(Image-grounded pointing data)
• • • • •

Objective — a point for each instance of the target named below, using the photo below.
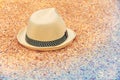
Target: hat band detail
(46, 43)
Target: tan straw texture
(94, 22)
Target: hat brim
(21, 39)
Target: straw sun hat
(46, 30)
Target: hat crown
(46, 25)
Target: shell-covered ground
(93, 55)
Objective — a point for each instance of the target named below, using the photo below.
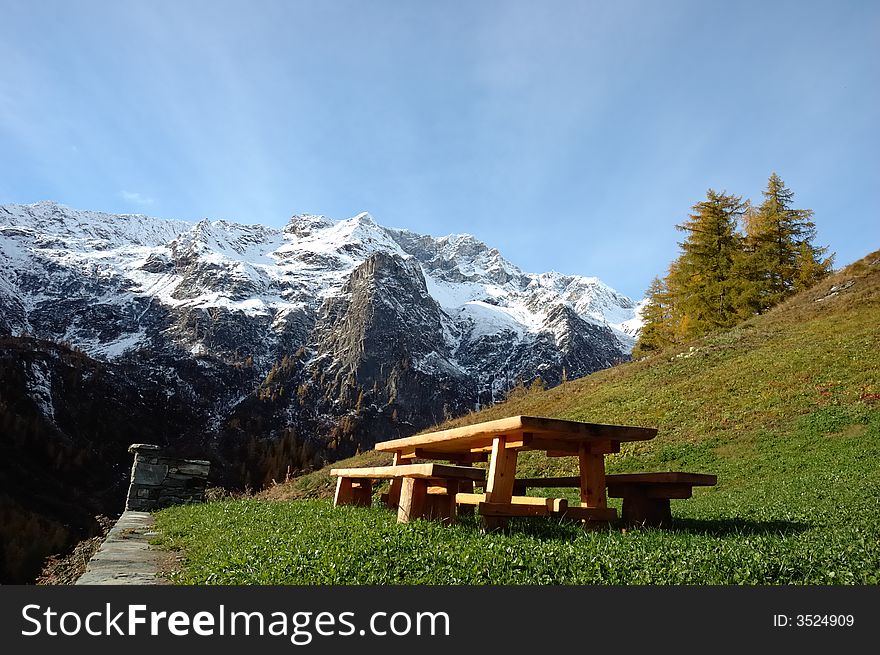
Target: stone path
(126, 556)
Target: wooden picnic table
(499, 443)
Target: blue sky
(572, 136)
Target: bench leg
(442, 506)
(362, 493)
(413, 499)
(344, 493)
(465, 487)
(641, 510)
(500, 481)
(393, 499)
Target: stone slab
(126, 556)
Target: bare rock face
(266, 349)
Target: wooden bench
(425, 491)
(645, 496)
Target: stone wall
(159, 481)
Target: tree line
(737, 260)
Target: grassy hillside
(785, 409)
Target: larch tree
(708, 277)
(781, 256)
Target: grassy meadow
(784, 409)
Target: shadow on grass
(550, 529)
(736, 527)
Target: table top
(525, 432)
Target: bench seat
(645, 496)
(418, 490)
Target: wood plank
(505, 510)
(413, 496)
(564, 481)
(592, 479)
(393, 498)
(502, 472)
(671, 477)
(499, 481)
(429, 470)
(575, 513)
(512, 426)
(465, 459)
(362, 493)
(553, 504)
(344, 494)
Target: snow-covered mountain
(387, 329)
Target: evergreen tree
(781, 257)
(708, 278)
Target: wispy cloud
(135, 197)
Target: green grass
(785, 409)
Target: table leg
(592, 482)
(394, 489)
(500, 480)
(413, 499)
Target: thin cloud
(135, 197)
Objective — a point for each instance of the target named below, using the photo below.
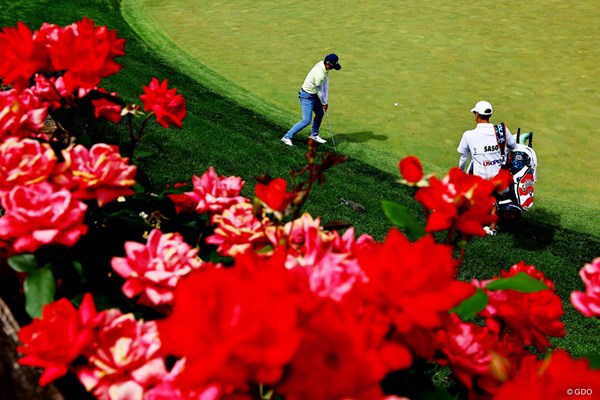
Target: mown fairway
(535, 61)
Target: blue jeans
(310, 103)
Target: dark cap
(333, 59)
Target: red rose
(60, 336)
(557, 377)
(22, 56)
(168, 106)
(411, 169)
(412, 283)
(274, 195)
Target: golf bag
(522, 163)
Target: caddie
(486, 144)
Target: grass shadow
(359, 137)
(532, 234)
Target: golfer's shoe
(489, 231)
(318, 139)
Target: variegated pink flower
(237, 230)
(99, 173)
(127, 361)
(154, 269)
(20, 115)
(24, 162)
(326, 257)
(37, 215)
(588, 302)
(467, 348)
(214, 193)
(168, 389)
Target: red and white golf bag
(522, 163)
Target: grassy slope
(237, 140)
(434, 59)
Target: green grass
(533, 60)
(238, 140)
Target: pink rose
(24, 162)
(214, 193)
(237, 230)
(37, 215)
(99, 173)
(155, 268)
(588, 303)
(20, 115)
(127, 360)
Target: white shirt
(482, 145)
(317, 82)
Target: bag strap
(500, 130)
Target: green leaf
(400, 217)
(23, 263)
(594, 359)
(520, 282)
(140, 155)
(39, 287)
(471, 306)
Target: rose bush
(208, 294)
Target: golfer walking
(483, 144)
(313, 98)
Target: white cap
(482, 108)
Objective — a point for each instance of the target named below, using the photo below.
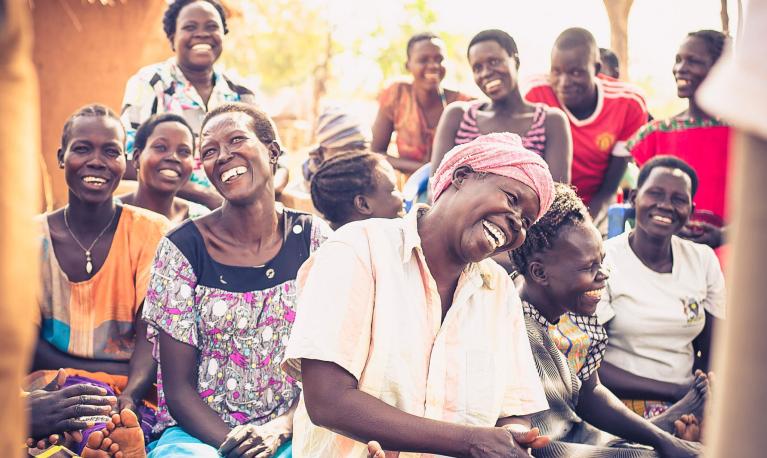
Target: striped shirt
(534, 139)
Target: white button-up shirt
(368, 303)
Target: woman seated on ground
(494, 62)
(96, 257)
(354, 186)
(337, 132)
(695, 137)
(564, 278)
(163, 156)
(221, 302)
(664, 294)
(188, 84)
(412, 109)
(406, 333)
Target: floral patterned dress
(238, 318)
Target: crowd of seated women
(198, 317)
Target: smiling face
(198, 37)
(235, 160)
(495, 72)
(574, 276)
(692, 64)
(167, 161)
(492, 214)
(385, 200)
(94, 158)
(425, 62)
(572, 76)
(663, 204)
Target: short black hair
(93, 110)
(567, 209)
(714, 41)
(576, 37)
(174, 9)
(147, 127)
(262, 124)
(671, 162)
(498, 36)
(609, 59)
(339, 180)
(423, 36)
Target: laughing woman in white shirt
(664, 295)
(408, 334)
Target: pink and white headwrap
(500, 154)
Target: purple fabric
(147, 415)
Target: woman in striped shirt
(494, 60)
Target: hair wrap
(500, 154)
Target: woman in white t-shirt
(664, 294)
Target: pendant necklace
(88, 259)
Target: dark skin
(573, 78)
(692, 64)
(663, 206)
(425, 64)
(246, 231)
(569, 277)
(383, 201)
(164, 166)
(54, 410)
(197, 43)
(495, 72)
(449, 243)
(94, 162)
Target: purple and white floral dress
(238, 318)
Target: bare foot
(122, 438)
(101, 446)
(687, 428)
(127, 434)
(692, 403)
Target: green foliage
(280, 41)
(417, 17)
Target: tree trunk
(618, 13)
(725, 18)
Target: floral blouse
(238, 318)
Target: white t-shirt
(652, 318)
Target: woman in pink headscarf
(406, 331)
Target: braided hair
(339, 180)
(174, 9)
(567, 209)
(714, 41)
(92, 110)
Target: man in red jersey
(603, 114)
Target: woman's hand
(251, 441)
(60, 411)
(506, 441)
(703, 232)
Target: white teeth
(94, 180)
(492, 85)
(494, 234)
(169, 173)
(594, 293)
(233, 172)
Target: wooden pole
(19, 201)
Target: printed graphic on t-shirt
(604, 141)
(691, 309)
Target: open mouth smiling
(494, 234)
(232, 174)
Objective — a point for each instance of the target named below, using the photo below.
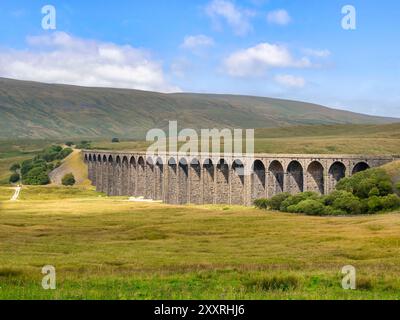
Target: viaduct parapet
(219, 179)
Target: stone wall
(217, 179)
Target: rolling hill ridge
(38, 110)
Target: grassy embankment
(350, 139)
(111, 248)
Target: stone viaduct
(219, 179)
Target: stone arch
(99, 174)
(315, 177)
(125, 177)
(258, 180)
(222, 179)
(159, 179)
(110, 187)
(149, 179)
(208, 181)
(195, 194)
(172, 190)
(117, 177)
(276, 176)
(132, 181)
(104, 187)
(337, 171)
(141, 175)
(183, 180)
(237, 182)
(295, 177)
(360, 166)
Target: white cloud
(254, 61)
(235, 17)
(62, 58)
(198, 41)
(290, 81)
(317, 53)
(280, 17)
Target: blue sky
(278, 48)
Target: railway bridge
(219, 178)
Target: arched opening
(110, 189)
(315, 177)
(141, 175)
(258, 180)
(183, 175)
(222, 192)
(208, 182)
(159, 179)
(237, 183)
(104, 187)
(275, 178)
(361, 166)
(132, 177)
(149, 179)
(195, 193)
(99, 174)
(294, 177)
(118, 177)
(172, 192)
(125, 177)
(336, 172)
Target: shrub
(15, 167)
(15, 177)
(276, 201)
(309, 206)
(374, 204)
(297, 198)
(37, 176)
(261, 203)
(68, 180)
(390, 202)
(363, 182)
(348, 203)
(64, 153)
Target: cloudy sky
(294, 49)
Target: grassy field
(353, 139)
(106, 248)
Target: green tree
(68, 180)
(14, 167)
(15, 177)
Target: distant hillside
(37, 110)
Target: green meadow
(110, 248)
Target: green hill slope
(37, 110)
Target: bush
(348, 203)
(297, 198)
(15, 177)
(261, 203)
(363, 182)
(37, 176)
(276, 201)
(64, 153)
(68, 180)
(390, 202)
(309, 206)
(15, 167)
(374, 204)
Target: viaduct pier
(218, 178)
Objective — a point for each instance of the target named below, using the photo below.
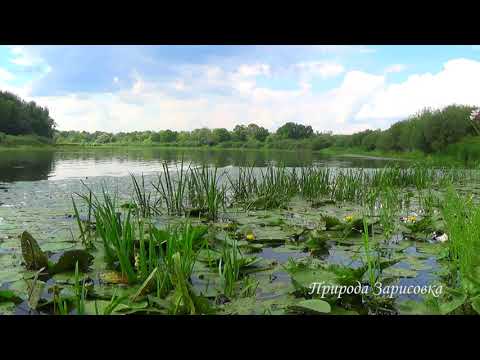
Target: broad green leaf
(313, 306)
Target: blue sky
(333, 88)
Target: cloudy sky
(333, 88)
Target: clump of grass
(229, 268)
(462, 222)
(80, 293)
(143, 199)
(173, 191)
(184, 239)
(271, 188)
(206, 192)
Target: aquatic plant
(462, 220)
(205, 191)
(184, 239)
(173, 192)
(371, 262)
(80, 292)
(143, 199)
(229, 267)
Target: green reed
(146, 206)
(173, 191)
(229, 268)
(206, 191)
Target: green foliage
(294, 131)
(18, 117)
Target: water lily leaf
(7, 308)
(146, 287)
(412, 307)
(9, 296)
(57, 246)
(35, 290)
(92, 306)
(303, 279)
(399, 272)
(331, 222)
(113, 277)
(208, 256)
(458, 299)
(67, 260)
(131, 308)
(34, 257)
(476, 304)
(9, 276)
(313, 306)
(336, 310)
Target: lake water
(37, 165)
(36, 186)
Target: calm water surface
(21, 165)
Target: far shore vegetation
(448, 133)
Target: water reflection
(67, 163)
(26, 165)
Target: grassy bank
(463, 153)
(24, 142)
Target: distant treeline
(428, 131)
(18, 117)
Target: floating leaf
(9, 276)
(399, 272)
(146, 287)
(67, 260)
(113, 277)
(34, 257)
(313, 306)
(476, 304)
(7, 308)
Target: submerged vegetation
(191, 241)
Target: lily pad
(7, 308)
(67, 260)
(7, 276)
(399, 272)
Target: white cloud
(6, 75)
(253, 70)
(395, 68)
(320, 68)
(361, 101)
(147, 106)
(25, 56)
(457, 82)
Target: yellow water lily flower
(137, 261)
(349, 218)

• • • • •

Work order: No line before the one with "Target: water reflection" belongs in the answer; copy that line and the rest of the records exactly.

The completed task:
Target: water reflection
(67, 163)
(26, 165)
Target: grassy bank
(463, 153)
(24, 142)
Target: distant treeline
(428, 131)
(18, 117)
Target: floating leaf
(9, 276)
(399, 272)
(146, 287)
(67, 260)
(113, 277)
(34, 257)
(313, 306)
(476, 304)
(7, 308)
Target: submerged vegetation
(191, 241)
Target: lily pad
(7, 308)
(67, 260)
(7, 276)
(399, 272)
Target: white cloud
(6, 75)
(253, 70)
(395, 68)
(320, 68)
(361, 101)
(147, 106)
(25, 56)
(457, 82)
Target: yellow water lily flower
(137, 261)
(349, 218)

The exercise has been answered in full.